Excerpts from point annotation data:
--------------------------------------------------

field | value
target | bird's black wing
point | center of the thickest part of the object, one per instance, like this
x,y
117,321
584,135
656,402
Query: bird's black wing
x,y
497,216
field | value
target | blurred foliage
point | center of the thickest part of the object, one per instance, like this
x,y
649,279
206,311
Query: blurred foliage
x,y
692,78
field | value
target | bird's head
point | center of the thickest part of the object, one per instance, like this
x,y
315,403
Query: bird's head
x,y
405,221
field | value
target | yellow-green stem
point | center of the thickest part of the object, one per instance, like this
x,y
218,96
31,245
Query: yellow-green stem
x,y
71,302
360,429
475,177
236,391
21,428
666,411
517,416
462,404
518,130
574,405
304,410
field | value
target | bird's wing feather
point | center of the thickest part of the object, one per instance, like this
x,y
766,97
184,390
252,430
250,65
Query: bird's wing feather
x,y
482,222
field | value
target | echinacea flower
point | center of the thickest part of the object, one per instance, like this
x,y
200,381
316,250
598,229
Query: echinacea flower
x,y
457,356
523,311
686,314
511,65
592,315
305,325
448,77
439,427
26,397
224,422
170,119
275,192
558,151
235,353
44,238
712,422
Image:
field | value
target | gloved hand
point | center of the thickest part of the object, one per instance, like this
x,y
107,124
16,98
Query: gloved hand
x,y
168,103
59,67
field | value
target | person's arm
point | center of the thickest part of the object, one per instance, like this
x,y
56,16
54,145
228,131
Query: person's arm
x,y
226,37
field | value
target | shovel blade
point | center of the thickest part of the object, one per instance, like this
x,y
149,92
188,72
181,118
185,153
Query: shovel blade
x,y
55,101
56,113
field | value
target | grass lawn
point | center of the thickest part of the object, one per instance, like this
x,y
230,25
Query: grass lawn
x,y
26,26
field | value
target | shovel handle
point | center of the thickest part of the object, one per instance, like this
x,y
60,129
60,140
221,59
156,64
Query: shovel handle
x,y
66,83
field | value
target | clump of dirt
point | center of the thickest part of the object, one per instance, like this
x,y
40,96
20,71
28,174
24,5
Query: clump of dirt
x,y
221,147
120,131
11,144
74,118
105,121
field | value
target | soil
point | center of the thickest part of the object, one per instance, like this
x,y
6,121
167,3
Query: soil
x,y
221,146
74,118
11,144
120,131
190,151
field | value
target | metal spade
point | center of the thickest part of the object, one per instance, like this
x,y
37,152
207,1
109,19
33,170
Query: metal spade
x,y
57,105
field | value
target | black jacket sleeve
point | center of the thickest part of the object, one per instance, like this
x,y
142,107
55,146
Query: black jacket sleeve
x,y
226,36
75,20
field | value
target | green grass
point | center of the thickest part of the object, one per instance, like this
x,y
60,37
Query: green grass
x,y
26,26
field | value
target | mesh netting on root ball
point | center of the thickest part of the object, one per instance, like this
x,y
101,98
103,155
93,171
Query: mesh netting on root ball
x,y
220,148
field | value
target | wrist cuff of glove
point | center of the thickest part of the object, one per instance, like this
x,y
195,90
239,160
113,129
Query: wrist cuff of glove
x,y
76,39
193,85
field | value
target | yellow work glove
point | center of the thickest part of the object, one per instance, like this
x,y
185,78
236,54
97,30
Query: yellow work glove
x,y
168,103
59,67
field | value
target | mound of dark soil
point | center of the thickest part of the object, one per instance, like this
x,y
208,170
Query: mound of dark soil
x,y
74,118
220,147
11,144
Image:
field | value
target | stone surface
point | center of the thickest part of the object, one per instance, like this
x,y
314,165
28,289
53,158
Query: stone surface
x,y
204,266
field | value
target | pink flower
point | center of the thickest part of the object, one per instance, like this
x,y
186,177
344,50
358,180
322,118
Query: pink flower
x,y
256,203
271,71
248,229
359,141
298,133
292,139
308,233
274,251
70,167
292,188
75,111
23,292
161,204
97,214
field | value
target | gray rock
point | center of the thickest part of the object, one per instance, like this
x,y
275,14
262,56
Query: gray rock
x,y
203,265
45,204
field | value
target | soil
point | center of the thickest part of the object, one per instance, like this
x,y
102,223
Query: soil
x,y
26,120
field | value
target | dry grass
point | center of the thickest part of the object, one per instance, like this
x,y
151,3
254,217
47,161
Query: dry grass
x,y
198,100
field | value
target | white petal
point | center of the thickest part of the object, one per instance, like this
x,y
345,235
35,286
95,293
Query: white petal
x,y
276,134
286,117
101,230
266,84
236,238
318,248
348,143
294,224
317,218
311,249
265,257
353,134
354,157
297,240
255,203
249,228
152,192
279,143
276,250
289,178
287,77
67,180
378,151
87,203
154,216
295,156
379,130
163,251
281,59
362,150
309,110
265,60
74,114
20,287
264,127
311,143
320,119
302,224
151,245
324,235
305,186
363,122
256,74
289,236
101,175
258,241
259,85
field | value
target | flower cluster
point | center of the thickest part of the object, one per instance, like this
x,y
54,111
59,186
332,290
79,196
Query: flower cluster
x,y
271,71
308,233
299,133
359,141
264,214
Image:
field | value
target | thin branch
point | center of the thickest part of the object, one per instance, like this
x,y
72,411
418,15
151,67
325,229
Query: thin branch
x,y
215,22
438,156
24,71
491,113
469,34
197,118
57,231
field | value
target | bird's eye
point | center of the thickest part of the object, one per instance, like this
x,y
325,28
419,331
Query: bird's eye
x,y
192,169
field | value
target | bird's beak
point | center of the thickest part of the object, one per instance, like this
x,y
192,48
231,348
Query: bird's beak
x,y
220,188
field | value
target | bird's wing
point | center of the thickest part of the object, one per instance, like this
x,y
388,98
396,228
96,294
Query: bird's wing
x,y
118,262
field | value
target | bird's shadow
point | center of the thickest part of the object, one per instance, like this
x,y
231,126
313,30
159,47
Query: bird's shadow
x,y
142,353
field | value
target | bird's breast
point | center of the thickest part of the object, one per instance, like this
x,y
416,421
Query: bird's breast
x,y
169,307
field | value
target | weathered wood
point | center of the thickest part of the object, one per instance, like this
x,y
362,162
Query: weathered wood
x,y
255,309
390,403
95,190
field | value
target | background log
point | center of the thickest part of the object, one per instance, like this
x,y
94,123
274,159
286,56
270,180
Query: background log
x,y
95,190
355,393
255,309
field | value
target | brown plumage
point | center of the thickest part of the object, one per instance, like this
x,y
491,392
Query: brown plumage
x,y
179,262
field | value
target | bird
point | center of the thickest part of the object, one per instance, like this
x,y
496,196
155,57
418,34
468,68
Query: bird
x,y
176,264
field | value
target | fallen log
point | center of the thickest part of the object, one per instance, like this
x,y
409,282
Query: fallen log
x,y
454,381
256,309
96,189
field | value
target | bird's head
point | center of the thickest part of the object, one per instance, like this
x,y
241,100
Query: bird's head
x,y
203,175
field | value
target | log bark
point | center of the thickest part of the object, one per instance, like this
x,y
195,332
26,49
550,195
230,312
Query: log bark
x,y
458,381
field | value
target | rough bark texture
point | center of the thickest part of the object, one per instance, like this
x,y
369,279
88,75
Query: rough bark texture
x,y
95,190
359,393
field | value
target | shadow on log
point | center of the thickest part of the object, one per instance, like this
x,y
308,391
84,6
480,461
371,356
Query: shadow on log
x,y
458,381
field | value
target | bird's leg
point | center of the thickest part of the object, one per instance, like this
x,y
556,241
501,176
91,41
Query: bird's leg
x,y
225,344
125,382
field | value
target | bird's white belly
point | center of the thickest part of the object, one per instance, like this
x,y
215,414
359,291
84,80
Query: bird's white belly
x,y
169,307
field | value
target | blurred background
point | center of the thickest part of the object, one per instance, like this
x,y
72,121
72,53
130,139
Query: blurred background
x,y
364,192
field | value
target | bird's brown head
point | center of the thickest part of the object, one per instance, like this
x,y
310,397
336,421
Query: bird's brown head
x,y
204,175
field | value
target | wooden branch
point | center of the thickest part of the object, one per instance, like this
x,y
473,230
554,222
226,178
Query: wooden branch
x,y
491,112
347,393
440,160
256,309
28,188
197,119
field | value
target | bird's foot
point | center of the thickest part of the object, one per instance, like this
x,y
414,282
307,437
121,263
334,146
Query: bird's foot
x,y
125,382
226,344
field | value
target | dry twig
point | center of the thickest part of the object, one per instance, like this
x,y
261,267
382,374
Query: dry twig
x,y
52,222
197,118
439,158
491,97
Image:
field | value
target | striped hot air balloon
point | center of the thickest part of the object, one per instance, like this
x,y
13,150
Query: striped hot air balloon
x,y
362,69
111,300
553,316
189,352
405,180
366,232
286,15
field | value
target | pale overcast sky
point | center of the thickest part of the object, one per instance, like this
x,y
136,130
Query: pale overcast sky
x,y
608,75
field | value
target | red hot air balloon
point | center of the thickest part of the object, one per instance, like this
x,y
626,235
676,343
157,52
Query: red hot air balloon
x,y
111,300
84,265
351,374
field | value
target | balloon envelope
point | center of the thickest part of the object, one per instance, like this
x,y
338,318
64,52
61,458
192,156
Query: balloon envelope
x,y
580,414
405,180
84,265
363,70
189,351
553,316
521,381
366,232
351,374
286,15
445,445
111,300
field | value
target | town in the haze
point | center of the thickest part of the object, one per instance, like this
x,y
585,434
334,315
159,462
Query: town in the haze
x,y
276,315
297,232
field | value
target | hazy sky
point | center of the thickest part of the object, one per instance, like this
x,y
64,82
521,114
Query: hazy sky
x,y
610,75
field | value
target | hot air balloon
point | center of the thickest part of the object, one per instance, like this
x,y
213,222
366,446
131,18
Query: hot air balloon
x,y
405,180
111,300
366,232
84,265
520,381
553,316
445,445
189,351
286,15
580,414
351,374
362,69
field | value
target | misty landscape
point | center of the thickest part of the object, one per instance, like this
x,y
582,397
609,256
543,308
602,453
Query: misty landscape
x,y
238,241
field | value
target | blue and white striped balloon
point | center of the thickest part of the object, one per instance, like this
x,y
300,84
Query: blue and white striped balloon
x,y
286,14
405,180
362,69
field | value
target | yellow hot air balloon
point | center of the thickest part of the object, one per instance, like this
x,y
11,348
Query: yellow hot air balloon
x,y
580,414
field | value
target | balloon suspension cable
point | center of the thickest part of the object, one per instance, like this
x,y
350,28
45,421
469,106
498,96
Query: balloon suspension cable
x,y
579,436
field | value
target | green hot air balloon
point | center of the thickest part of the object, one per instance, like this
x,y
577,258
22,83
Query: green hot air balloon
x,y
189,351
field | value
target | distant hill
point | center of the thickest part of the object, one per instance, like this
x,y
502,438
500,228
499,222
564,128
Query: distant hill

--------------------------------------------------

Problem statement:
Show each line of the records containing the string "dark", copied in full. Matching is case-sensitive.

Answer to this problem:
target | mound of dark soil
Query: mound of dark soil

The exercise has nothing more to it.